DOCUMENT SECTION —
----
"Use of Win32" demonstrations
Memory APIs

   Varying size of memory
   Releasing memory
   Viewing memory heaps

Varying size of memory
This is a demonstration of the use of the API VirtualAlloc. There are two tests. In each case a large block of memory addresses is reserved (1M), then memory is allocated (committed) at 1 "page" at a time and then released at 1 page at a time. A "page" is usually 4K, but it is good practice if working in pages to ask the system how big a page is by calling GetSystemInfo. When allocating and releasing memory you need to keep track of the amount of memory in use. The two tests differ slightly in how this is done.
Note that when committing pages VirtualAlloc is given the required starting address for the new page in the lpAddress. The SDK states that this is not necessary, and you need only provide the base address of the memory area. In tests, this did work in W98, but not in W95.
----
DATA SHOWN —
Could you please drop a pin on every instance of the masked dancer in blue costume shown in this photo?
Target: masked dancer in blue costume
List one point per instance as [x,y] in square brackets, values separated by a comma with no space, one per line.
----
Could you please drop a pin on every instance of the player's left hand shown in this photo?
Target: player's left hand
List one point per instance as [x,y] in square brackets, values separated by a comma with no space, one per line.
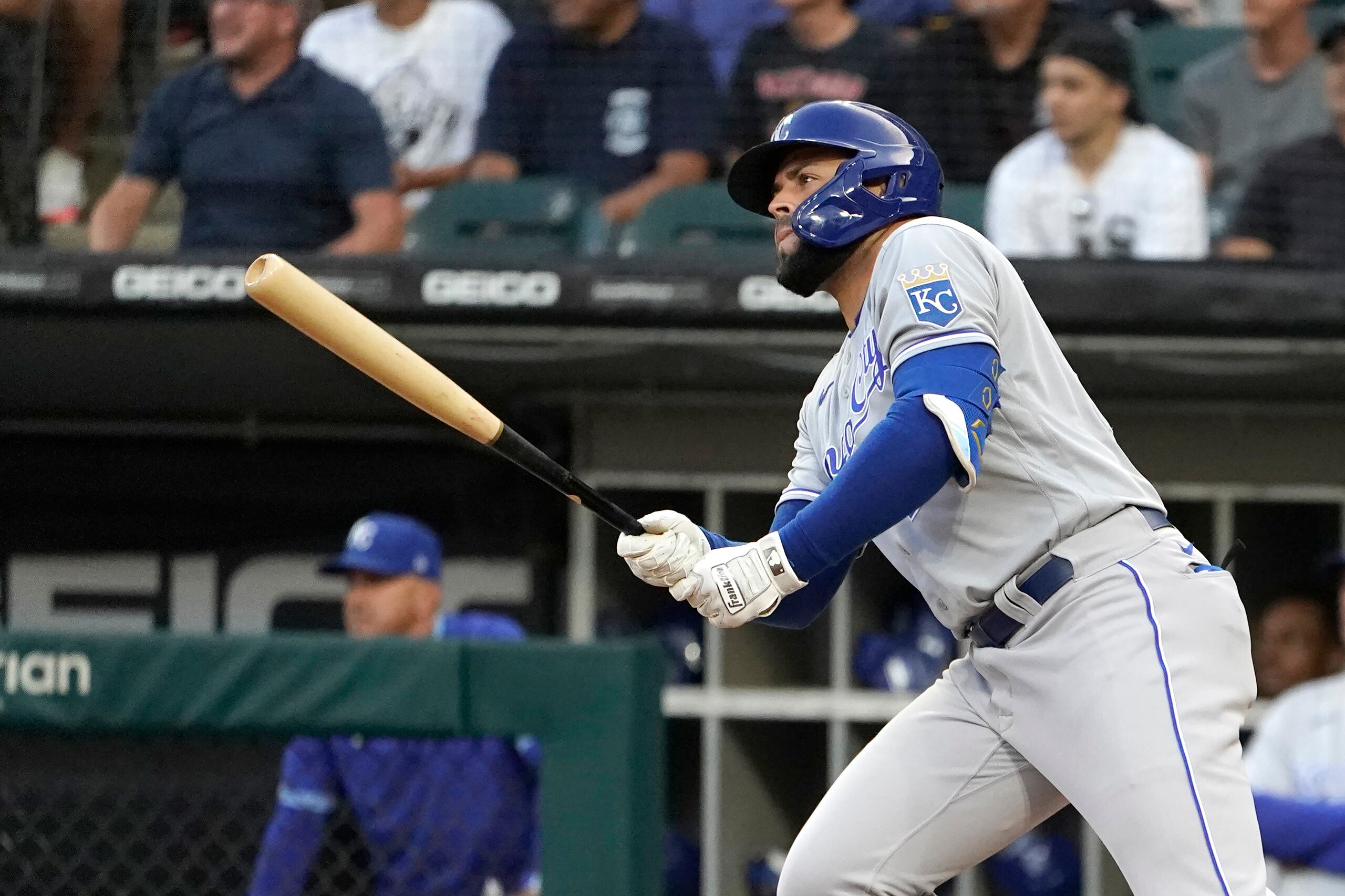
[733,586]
----
EXERCISE SET —
1. In the Win32 memory text, which function should be called to find out how big a page is?
2. Summarize the Win32 memory text in two sentences.
3. From the Win32 memory text, duplicate the passage that begins at the words "Note that when" and stops after the words "not in W95.".

COMPLETED EXERCISE —
1. GetSystemInfo.

2. The demonstration of VirtualAlloc runs two tests that each reserve a 1M block of addresses, then commit and release memory one page at a time while tracking how much memory is in use, with the tests differing slightly in how that tracking is done. When committing pages, VirtualAlloc is given the required starting address for each new page, because supplying only the base address, which the SDK says is enough, worked in W98 but not in W95.

3.
Note that when committing pages VirtualAlloc is given the required starting address for the new page in the lpAddress. The SDK states that this is not necessary, and you need only provide the base address of the memory area. In tests, this did work in W98, but not in W95.